- **Exercise**
Please write out the barbecue contest article again, starting with "Visiting a Colorado" and going on through "and 160 vendors.", and change "Colorado" to "Texas".

Where There’s Smoke … There’s Barbecue

This spring, the worlds of competitive cooking and barbecue culture will collide in Annapolis, as the capital city unveils its first-ever barbecue contest.

Parole Rotary’s 2011 Naptown BarBAYq, planned for May 13 and 14 at Navy-Marine Corps Memorial Stadium, is a first-time event with big hopes. If it works, it will be a grand success on many scores, including bankrolling charities of Parole Rotary’s choosing. 

Visiting a Colorado Rotary chapter’s own barbecue contest, Rotarian Bill Fine ate some fine barbecue. Just as impressive was the charitable take of the two-day festival: $70,000 from 26,000 people and 160 vendors. 

Thus was born Parole Rotary’s plan to join the dozen or so Rotaries and legions of other charities in sponsoring a barbecue competition sanctioned by the Kansas City Barbeque Society.

Attach the words Kansas City to the word barbecue and certain lovers of the slow-cooked meat respond like Pavlov’s dogs. The Kansas City Barbecue Society has parlayed its city’s reputation to success in a new and amazing commercial forum: the business of running barbecue competitions.

- **Given information**
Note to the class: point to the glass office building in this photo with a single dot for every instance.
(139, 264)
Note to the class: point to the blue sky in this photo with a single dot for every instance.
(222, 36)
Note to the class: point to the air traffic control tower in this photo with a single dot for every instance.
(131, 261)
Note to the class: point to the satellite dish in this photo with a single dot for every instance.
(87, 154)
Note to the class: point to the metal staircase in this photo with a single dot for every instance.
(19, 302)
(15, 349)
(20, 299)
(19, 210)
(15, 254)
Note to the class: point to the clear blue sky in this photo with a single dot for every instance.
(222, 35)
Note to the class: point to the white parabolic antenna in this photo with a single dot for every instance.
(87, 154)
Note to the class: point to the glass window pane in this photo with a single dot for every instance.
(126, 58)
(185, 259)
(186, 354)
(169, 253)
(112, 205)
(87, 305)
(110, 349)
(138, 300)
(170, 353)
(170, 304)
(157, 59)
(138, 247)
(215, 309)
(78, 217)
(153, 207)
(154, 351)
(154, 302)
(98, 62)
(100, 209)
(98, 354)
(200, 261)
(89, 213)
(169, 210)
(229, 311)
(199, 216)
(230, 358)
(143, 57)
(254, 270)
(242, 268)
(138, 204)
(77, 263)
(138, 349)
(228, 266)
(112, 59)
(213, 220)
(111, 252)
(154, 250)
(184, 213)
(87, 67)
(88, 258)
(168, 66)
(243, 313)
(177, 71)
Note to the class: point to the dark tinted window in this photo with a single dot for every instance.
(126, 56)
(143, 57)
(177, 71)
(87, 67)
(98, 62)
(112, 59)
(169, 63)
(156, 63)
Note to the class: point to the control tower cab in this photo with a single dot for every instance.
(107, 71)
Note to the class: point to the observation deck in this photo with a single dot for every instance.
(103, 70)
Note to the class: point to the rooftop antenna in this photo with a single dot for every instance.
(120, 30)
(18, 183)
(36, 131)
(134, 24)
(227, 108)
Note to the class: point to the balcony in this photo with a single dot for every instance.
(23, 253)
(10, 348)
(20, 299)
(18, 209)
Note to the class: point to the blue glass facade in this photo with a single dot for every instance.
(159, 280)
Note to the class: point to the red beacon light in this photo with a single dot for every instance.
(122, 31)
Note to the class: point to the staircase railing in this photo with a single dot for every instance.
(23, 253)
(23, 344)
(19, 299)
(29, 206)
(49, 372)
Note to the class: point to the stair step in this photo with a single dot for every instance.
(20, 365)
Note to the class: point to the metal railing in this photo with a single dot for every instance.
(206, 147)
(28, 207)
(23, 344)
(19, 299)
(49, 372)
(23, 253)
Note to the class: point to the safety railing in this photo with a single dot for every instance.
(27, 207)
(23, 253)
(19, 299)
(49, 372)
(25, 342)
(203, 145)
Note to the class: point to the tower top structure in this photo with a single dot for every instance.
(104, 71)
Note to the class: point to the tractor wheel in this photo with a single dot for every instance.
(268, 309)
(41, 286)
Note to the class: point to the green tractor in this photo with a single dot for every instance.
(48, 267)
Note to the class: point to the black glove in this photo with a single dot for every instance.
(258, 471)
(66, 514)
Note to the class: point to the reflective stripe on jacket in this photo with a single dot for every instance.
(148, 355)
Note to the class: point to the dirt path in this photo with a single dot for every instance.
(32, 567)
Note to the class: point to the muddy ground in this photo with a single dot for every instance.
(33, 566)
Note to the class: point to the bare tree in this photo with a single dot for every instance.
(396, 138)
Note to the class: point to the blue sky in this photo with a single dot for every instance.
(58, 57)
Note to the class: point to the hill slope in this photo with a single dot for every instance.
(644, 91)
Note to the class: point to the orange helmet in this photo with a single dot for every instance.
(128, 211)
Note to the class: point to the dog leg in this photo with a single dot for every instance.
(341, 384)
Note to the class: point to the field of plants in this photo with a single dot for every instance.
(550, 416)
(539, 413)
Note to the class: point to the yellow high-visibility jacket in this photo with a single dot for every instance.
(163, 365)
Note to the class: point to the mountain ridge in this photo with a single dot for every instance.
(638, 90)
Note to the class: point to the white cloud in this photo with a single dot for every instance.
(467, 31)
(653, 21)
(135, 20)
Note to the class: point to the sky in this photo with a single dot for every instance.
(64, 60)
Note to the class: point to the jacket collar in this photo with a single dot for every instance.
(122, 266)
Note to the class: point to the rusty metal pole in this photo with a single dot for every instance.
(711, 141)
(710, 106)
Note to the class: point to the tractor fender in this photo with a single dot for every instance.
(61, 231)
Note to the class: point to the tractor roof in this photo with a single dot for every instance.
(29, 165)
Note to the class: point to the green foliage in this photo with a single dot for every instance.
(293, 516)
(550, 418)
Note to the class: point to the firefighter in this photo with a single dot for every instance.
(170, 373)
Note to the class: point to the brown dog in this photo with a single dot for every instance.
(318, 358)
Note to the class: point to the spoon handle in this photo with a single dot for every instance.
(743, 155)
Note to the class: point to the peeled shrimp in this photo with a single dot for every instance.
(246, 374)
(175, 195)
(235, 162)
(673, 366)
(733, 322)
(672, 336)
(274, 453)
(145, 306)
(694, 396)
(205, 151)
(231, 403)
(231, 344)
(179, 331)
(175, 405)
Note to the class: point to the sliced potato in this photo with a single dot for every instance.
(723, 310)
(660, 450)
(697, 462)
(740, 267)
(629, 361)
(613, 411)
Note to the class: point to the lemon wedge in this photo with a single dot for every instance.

- **Answer to the problem**
Visiting a Texas Rotary chapter’s own barbecue contest, Rotarian Bill Fine ate some fine barbecue. Just as impressive was the charitable take of the two-day festival: $70,000 from 26,000 people and 160 vendors.